◆ **Exercise**
Reproduce the following lines word for word, without changing anything.
================
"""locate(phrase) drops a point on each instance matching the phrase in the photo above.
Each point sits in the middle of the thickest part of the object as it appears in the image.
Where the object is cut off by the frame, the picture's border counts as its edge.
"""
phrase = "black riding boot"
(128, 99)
================
◆ **Exercise response**
"""locate(phrase) drops a point on each instance matching the phrase in the photo above.
Each point sits in the middle of the thickest part of the object as it appears in the image.
Where the object is cut off by the frame, the picture's border counts as its edge.
"""
phrase = "black riding boot"
(128, 99)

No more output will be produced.